** Exercise prompt **
The tail of the records, from the line containing "If you could point to the woman in" through the final line, should be printed exactly and on its own.
---
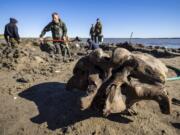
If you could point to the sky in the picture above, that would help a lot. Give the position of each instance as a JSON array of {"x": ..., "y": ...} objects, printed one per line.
[{"x": 145, "y": 18}]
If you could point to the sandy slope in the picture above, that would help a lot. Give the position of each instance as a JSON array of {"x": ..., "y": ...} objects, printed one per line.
[{"x": 42, "y": 106}]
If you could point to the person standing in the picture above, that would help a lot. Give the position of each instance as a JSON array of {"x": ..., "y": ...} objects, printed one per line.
[
  {"x": 11, "y": 34},
  {"x": 98, "y": 31},
  {"x": 59, "y": 32},
  {"x": 91, "y": 33}
]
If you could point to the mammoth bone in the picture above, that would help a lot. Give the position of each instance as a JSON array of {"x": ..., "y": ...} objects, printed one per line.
[{"x": 114, "y": 83}]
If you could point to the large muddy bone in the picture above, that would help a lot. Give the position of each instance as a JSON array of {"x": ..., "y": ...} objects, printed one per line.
[{"x": 113, "y": 84}]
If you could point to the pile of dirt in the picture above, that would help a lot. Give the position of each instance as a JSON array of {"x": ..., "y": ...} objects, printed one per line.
[{"x": 34, "y": 99}]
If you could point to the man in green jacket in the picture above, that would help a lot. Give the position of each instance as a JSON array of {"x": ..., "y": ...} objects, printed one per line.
[{"x": 59, "y": 32}]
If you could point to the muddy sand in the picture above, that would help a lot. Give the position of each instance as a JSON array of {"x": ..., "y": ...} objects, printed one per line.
[{"x": 33, "y": 99}]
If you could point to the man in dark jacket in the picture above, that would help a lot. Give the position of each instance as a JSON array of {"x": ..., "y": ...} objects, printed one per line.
[
  {"x": 59, "y": 32},
  {"x": 98, "y": 31},
  {"x": 11, "y": 34},
  {"x": 91, "y": 32}
]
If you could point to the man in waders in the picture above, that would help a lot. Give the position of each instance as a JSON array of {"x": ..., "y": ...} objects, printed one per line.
[
  {"x": 59, "y": 33},
  {"x": 91, "y": 33},
  {"x": 11, "y": 34},
  {"x": 98, "y": 31}
]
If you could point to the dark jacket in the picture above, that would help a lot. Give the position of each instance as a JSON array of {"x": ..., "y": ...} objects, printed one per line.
[
  {"x": 58, "y": 30},
  {"x": 11, "y": 30}
]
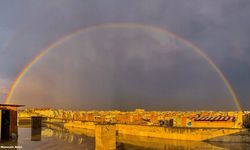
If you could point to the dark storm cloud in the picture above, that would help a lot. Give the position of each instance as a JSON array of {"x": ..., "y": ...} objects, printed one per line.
[{"x": 220, "y": 28}]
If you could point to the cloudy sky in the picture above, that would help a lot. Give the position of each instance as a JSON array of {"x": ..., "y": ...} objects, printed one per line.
[{"x": 126, "y": 68}]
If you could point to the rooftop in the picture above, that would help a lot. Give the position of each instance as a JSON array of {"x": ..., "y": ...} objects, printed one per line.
[{"x": 11, "y": 105}]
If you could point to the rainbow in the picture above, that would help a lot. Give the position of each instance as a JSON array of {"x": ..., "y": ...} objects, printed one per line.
[{"x": 124, "y": 25}]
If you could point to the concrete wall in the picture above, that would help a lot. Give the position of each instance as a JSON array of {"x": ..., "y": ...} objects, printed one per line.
[{"x": 195, "y": 134}]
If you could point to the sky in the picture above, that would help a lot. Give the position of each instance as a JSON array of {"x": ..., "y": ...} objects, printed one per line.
[{"x": 126, "y": 68}]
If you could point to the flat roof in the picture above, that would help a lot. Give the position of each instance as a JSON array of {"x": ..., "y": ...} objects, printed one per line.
[{"x": 12, "y": 105}]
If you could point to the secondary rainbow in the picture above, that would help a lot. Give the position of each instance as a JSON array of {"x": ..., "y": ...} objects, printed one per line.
[{"x": 124, "y": 25}]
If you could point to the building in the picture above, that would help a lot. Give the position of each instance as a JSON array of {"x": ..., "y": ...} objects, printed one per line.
[{"x": 8, "y": 121}]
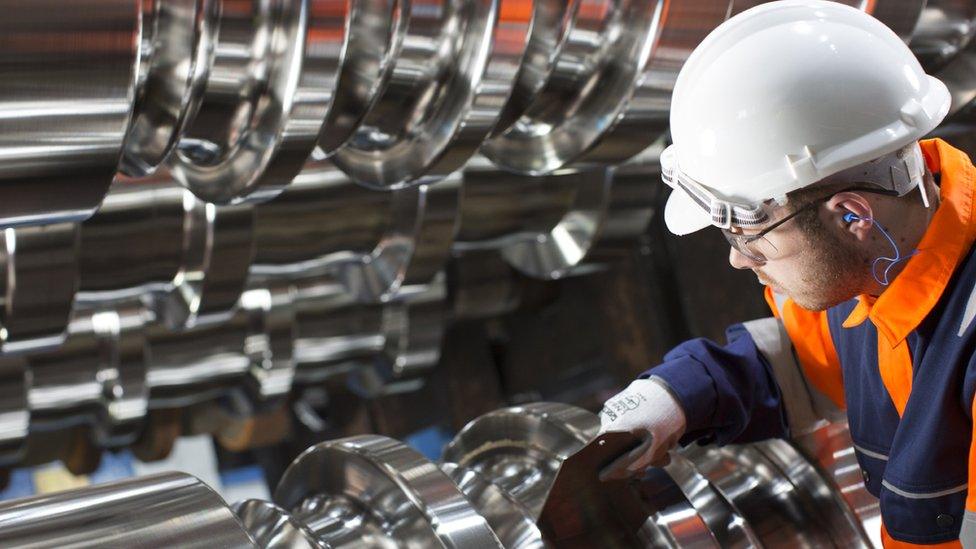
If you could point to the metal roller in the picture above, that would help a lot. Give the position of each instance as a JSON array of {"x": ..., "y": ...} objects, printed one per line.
[
  {"x": 68, "y": 74},
  {"x": 371, "y": 490},
  {"x": 374, "y": 243},
  {"x": 134, "y": 244},
  {"x": 176, "y": 52},
  {"x": 492, "y": 485},
  {"x": 380, "y": 347},
  {"x": 167, "y": 510},
  {"x": 943, "y": 43},
  {"x": 278, "y": 67},
  {"x": 572, "y": 222},
  {"x": 97, "y": 378},
  {"x": 454, "y": 69},
  {"x": 591, "y": 73},
  {"x": 38, "y": 279},
  {"x": 154, "y": 240},
  {"x": 216, "y": 253},
  {"x": 15, "y": 379},
  {"x": 196, "y": 364}
]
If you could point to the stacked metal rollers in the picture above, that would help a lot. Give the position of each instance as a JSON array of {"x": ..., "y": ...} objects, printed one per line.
[
  {"x": 202, "y": 196},
  {"x": 488, "y": 490}
]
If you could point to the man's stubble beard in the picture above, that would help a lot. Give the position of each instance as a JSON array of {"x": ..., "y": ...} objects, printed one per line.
[{"x": 833, "y": 271}]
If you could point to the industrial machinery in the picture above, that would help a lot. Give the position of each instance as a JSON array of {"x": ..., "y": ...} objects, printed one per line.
[
  {"x": 488, "y": 490},
  {"x": 218, "y": 215}
]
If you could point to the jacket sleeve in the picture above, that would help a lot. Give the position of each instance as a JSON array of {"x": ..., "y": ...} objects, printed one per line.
[
  {"x": 776, "y": 377},
  {"x": 727, "y": 392}
]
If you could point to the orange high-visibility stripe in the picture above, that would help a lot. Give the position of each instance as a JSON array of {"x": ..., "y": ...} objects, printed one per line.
[
  {"x": 895, "y": 367},
  {"x": 810, "y": 335}
]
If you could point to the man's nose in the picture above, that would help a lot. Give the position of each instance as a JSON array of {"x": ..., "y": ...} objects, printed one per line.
[{"x": 741, "y": 261}]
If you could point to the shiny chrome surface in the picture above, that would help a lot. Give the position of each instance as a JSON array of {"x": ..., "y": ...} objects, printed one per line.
[
  {"x": 15, "y": 379},
  {"x": 372, "y": 242},
  {"x": 598, "y": 63},
  {"x": 944, "y": 29},
  {"x": 275, "y": 69},
  {"x": 454, "y": 69},
  {"x": 487, "y": 492},
  {"x": 943, "y": 42},
  {"x": 167, "y": 510},
  {"x": 409, "y": 500},
  {"x": 134, "y": 244},
  {"x": 570, "y": 222},
  {"x": 520, "y": 449},
  {"x": 38, "y": 281},
  {"x": 175, "y": 57},
  {"x": 217, "y": 251},
  {"x": 68, "y": 74}
]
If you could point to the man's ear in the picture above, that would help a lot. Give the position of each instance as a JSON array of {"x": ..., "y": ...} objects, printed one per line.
[{"x": 841, "y": 205}]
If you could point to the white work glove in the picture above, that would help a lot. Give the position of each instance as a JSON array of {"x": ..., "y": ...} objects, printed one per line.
[{"x": 647, "y": 409}]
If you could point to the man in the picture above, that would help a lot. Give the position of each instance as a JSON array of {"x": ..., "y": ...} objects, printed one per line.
[{"x": 795, "y": 130}]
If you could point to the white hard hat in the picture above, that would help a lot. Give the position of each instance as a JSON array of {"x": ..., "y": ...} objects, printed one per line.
[{"x": 782, "y": 96}]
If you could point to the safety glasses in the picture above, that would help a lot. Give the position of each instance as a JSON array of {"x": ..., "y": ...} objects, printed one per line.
[{"x": 759, "y": 249}]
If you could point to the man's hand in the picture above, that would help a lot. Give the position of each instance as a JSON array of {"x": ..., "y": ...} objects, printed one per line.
[{"x": 647, "y": 409}]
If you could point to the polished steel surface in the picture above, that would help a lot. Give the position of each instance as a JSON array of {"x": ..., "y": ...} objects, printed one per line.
[
  {"x": 168, "y": 510},
  {"x": 175, "y": 56},
  {"x": 134, "y": 244},
  {"x": 372, "y": 242},
  {"x": 15, "y": 379},
  {"x": 217, "y": 251},
  {"x": 68, "y": 75},
  {"x": 564, "y": 223},
  {"x": 275, "y": 69},
  {"x": 38, "y": 281},
  {"x": 520, "y": 449},
  {"x": 944, "y": 44},
  {"x": 370, "y": 490},
  {"x": 409, "y": 500},
  {"x": 597, "y": 64},
  {"x": 944, "y": 29},
  {"x": 453, "y": 71}
]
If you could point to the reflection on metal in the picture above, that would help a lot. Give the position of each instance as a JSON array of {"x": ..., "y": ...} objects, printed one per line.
[
  {"x": 275, "y": 72},
  {"x": 452, "y": 74},
  {"x": 488, "y": 491},
  {"x": 552, "y": 226},
  {"x": 374, "y": 243},
  {"x": 944, "y": 44},
  {"x": 167, "y": 510},
  {"x": 175, "y": 56},
  {"x": 67, "y": 83}
]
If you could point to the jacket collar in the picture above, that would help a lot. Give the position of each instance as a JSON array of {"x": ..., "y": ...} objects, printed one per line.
[{"x": 950, "y": 235}]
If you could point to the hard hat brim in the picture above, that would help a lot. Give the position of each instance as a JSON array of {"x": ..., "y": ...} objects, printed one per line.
[{"x": 683, "y": 216}]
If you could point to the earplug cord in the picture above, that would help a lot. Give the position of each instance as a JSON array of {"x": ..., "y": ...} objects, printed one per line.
[{"x": 892, "y": 261}]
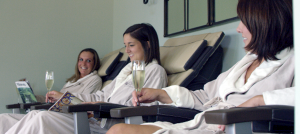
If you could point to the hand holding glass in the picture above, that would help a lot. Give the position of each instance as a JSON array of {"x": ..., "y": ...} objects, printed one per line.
[
  {"x": 49, "y": 80},
  {"x": 138, "y": 75}
]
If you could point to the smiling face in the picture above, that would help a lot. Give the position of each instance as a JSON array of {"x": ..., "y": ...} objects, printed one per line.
[
  {"x": 245, "y": 33},
  {"x": 85, "y": 63},
  {"x": 134, "y": 48}
]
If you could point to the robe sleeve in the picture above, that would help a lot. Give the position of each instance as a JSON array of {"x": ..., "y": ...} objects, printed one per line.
[
  {"x": 280, "y": 97},
  {"x": 93, "y": 86},
  {"x": 156, "y": 78}
]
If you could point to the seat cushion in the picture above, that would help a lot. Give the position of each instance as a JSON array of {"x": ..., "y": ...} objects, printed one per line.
[{"x": 176, "y": 59}]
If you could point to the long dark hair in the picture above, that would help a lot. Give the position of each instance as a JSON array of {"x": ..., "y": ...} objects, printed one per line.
[
  {"x": 96, "y": 66},
  {"x": 145, "y": 32},
  {"x": 270, "y": 23}
]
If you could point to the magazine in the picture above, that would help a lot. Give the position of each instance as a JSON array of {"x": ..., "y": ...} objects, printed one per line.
[
  {"x": 66, "y": 99},
  {"x": 25, "y": 92}
]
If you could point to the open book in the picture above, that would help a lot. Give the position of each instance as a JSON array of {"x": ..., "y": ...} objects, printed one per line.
[
  {"x": 25, "y": 92},
  {"x": 66, "y": 99}
]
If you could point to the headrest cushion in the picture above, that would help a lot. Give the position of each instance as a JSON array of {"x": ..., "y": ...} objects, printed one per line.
[{"x": 180, "y": 58}]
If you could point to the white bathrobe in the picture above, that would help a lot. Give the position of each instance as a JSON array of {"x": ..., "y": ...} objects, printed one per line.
[
  {"x": 118, "y": 91},
  {"x": 272, "y": 79}
]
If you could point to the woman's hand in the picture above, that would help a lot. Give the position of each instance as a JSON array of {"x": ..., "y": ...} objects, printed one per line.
[
  {"x": 254, "y": 102},
  {"x": 148, "y": 95},
  {"x": 53, "y": 96}
]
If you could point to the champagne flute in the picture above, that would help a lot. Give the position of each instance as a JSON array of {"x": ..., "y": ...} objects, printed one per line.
[
  {"x": 138, "y": 75},
  {"x": 49, "y": 80},
  {"x": 19, "y": 96}
]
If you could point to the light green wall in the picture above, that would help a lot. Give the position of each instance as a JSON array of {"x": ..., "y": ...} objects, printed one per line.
[
  {"x": 36, "y": 35},
  {"x": 296, "y": 4},
  {"x": 129, "y": 12}
]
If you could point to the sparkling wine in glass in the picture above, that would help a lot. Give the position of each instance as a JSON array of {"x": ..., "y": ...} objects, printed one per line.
[
  {"x": 49, "y": 80},
  {"x": 138, "y": 74},
  {"x": 19, "y": 96}
]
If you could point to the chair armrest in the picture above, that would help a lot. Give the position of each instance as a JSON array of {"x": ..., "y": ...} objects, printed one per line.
[
  {"x": 246, "y": 114},
  {"x": 12, "y": 106},
  {"x": 43, "y": 106},
  {"x": 101, "y": 110},
  {"x": 156, "y": 113}
]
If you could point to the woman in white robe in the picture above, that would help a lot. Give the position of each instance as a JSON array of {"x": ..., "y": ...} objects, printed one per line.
[
  {"x": 141, "y": 43},
  {"x": 267, "y": 70},
  {"x": 85, "y": 80}
]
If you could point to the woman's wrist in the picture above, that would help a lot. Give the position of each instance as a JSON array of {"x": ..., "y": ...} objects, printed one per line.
[{"x": 163, "y": 97}]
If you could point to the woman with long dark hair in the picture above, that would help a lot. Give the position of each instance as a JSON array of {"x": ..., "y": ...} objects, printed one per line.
[
  {"x": 264, "y": 76},
  {"x": 141, "y": 43}
]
---
** Output below **
If you could point to the woman in white robe in the picture above, that would help a lot. Give the position of each instance as a JSON array of {"x": ..., "y": ...} objects, printed one per line.
[
  {"x": 141, "y": 43},
  {"x": 267, "y": 70},
  {"x": 85, "y": 80}
]
If you could point to the woman's wrist in the picture above, that would help a lot. Give the position of each instance as a JSON array of {"x": ..., "y": ...} objects, printed one per line.
[{"x": 163, "y": 97}]
If you could point to the woman with long dark hair in the picture above, that would help a lot. Give the position of each instance as a JSON array of {"x": ..., "y": ...} objects, printed one per line.
[
  {"x": 264, "y": 76},
  {"x": 141, "y": 43}
]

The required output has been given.